## Image point grounding data
________________

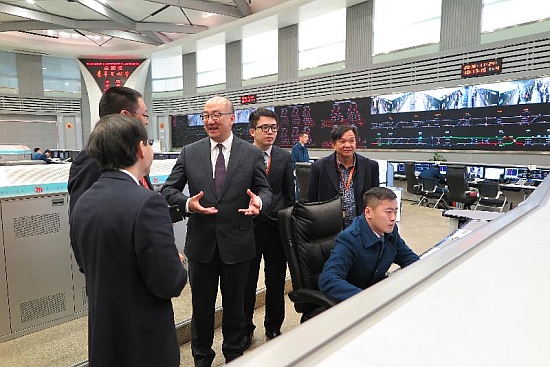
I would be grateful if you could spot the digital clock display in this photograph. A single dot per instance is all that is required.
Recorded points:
(111, 73)
(248, 98)
(481, 68)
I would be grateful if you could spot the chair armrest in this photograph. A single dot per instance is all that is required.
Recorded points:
(304, 295)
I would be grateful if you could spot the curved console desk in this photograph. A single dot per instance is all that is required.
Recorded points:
(480, 300)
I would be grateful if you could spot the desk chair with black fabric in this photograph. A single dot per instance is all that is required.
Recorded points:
(308, 231)
(413, 185)
(459, 191)
(429, 189)
(490, 196)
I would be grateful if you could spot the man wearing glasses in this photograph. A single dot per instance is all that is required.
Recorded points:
(228, 186)
(278, 163)
(84, 171)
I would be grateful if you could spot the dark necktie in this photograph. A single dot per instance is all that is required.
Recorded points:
(266, 159)
(219, 171)
(143, 182)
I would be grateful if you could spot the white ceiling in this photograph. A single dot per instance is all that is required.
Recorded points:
(138, 28)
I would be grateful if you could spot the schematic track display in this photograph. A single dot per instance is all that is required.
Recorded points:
(520, 127)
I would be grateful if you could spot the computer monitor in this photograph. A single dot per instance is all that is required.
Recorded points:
(510, 173)
(419, 167)
(494, 174)
(475, 172)
(401, 168)
(538, 174)
(523, 173)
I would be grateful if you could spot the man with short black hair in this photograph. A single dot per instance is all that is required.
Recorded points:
(299, 150)
(84, 171)
(124, 244)
(364, 251)
(227, 187)
(263, 128)
(344, 172)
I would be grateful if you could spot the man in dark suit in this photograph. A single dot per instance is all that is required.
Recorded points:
(84, 171)
(343, 172)
(125, 244)
(263, 128)
(227, 186)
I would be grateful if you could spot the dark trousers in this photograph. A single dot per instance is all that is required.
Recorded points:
(268, 244)
(203, 278)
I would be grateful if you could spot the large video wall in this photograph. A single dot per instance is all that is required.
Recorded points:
(496, 117)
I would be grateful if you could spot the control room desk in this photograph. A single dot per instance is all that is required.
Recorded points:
(471, 218)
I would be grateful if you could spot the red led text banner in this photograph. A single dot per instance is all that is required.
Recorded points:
(111, 73)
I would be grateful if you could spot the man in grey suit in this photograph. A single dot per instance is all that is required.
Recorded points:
(228, 186)
(263, 127)
(125, 244)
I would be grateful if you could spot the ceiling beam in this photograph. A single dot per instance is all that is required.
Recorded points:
(36, 15)
(243, 7)
(117, 21)
(107, 12)
(99, 25)
(130, 36)
(206, 6)
(172, 28)
(28, 25)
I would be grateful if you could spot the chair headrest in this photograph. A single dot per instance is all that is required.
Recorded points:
(316, 220)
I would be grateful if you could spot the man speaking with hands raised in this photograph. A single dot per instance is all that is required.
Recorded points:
(228, 186)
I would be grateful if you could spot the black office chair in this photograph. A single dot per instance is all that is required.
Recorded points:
(428, 187)
(413, 185)
(303, 170)
(490, 196)
(459, 191)
(308, 231)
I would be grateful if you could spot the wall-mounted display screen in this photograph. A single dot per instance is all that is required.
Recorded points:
(494, 174)
(508, 116)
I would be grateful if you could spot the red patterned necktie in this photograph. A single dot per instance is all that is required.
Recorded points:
(219, 170)
(143, 182)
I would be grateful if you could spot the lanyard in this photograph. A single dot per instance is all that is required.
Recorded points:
(350, 177)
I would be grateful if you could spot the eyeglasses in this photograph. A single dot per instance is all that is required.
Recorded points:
(265, 128)
(142, 114)
(216, 116)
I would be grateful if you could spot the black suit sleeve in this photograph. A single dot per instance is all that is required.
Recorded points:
(313, 183)
(175, 183)
(288, 184)
(83, 173)
(154, 246)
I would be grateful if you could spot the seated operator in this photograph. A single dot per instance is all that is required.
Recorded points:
(366, 249)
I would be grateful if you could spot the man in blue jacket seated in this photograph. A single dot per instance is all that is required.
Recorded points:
(366, 249)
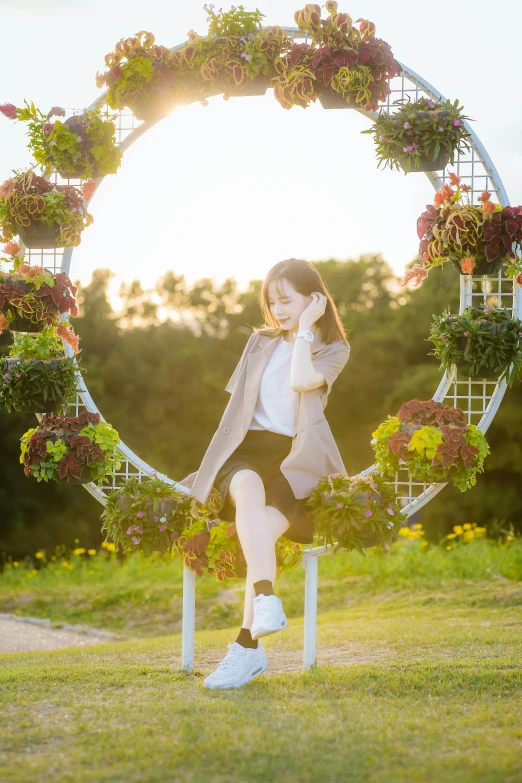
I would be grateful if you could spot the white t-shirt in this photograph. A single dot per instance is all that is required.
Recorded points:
(276, 401)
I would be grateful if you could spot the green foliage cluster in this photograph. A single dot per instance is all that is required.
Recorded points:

________________

## Assignment
Give every entry again word for word; no images belong in the copy.

## Exercise result
I would be grateful if you could spot the digital clock display in this photograph. A single dot per instance is all that is required.
Recorded points:
(111, 73)
(248, 98)
(481, 68)
I would be grateful if you could spot the chair armrest in this photograph. A single dot per instance is all that is required.
Recorded points:
(304, 295)
I would be grateful if you could spot the curved console desk in this photograph. A single dot per instance is all that is required.
Recorded points:
(480, 300)
I would be grateful if you could spot the desk chair with black fabric in this photograph. A single dot per instance is all that is required.
Recorded points:
(308, 231)
(413, 185)
(459, 191)
(429, 189)
(490, 196)
I would be grateful if you could spot the man wearing glasses in this photograph. A single dot per instance is all that is required.
Recorded points:
(228, 186)
(278, 163)
(84, 171)
I would be grateful if you could spot the dark necktie in this photograph. A single dot per instance is all that is required.
Recorded points:
(266, 159)
(219, 171)
(143, 182)
I would be grateful if you could spot the white ceiling in this photograph. A single dot per instance is all that is required.
Recorded points:
(138, 28)
I would be grateful if you could spot the schematic track display in this photograph. A single dot per instance is all that is required.
Recorded points:
(520, 127)
I would be grateful if you could spot the computer monitor in this photograph. A single dot per instance is all that is required.
Recorded points:
(510, 173)
(419, 167)
(494, 174)
(475, 172)
(401, 168)
(538, 174)
(523, 173)
I would be grateful if you could spot the man with short black hair in this photograph. A single dot per instance is all that is required.
Recorded points:
(299, 150)
(84, 171)
(124, 244)
(364, 251)
(227, 187)
(263, 128)
(344, 172)
I would be grateful if you could spot the man in dark suit in this photograph. A single dot per instance is all that is required.
Recorded points:
(84, 171)
(343, 172)
(125, 244)
(263, 128)
(227, 186)
I would be grateful if you could spot the dark trousers in this photograph. A single dot per instance is all that is required.
Recorded points:
(268, 244)
(203, 278)
I would be grateful if you could spot the large video wall in this photograph. A single dot per instance is all that is required.
Recorded points:
(496, 117)
I would be grateful if you could spot the control room desk in this photograph. A single dot per instance is all that is required.
Recorded points:
(471, 218)
I would be grateful if you could spot the red led text banner in this photograph. A single dot per instance is all that is required.
Recorded points:
(111, 73)
I would be grateful if you could spot the man in grey suit in this photograph. A single dot per instance is all that is required.
Recorded points:
(228, 186)
(263, 127)
(125, 244)
I would be grateful if you could spot the ceiling beam in this photograph. A single dot per instance is all that is required.
Recorded points:
(36, 15)
(243, 7)
(117, 21)
(107, 12)
(99, 25)
(130, 36)
(206, 6)
(172, 28)
(28, 25)
I would be grateful if you could spot the chair headrest in this photograph. A single dot per instance is all that is required.
Recorded points:
(316, 220)
I would be grateful if you could spot the man speaking with hands raised in this photograph. A single dot per instance is all that is required.
Recorded points:
(228, 186)
I would be grateful if you could spot the black office chair in this photograph. A single dot per instance is all that is required.
Recorded points:
(428, 187)
(413, 185)
(303, 170)
(490, 196)
(459, 191)
(308, 231)
I would be grateful if you could spot the wall-mounted display screen in this photograph. A single dot per instance is all that is required.
Recorded points:
(494, 174)
(508, 116)
I would be grateful if you could spot the red patterned necktie in this photograph. A single dot per instance is all that is required.
Recorded points:
(219, 170)
(143, 182)
I would be grateful if you could spot the lanyard in this photograph. A single dot per instance is all that is required.
Recorded points:
(350, 177)
I would be grateful if you could spot the eyeglasses in this photograph. A single dot per instance is all that is required.
Recorded points:
(265, 128)
(142, 114)
(216, 116)
I would be grateful if you could spot the black suit sleeve in this photograph. A single dot per instance is all that is required.
Recorded points:
(313, 183)
(175, 183)
(288, 184)
(83, 173)
(154, 246)
I would be grateful if you could spot the seated operator in this photograph. A single dot per instance is all that is required.
Recorded points:
(366, 249)
I would be grateful if you could spot the man in blue jacket seated in this photograph. A single dot per instance is all that is required.
Recorded points:
(366, 249)
I would be grateful if you could spot the white t-shirt in this photograph. A single dot per instance is all that is required.
Recorded points:
(276, 401)
I would be grateful if you could spot the green foliage cluster in this photograph. A single dot per instance is all that is required.
Recorded points:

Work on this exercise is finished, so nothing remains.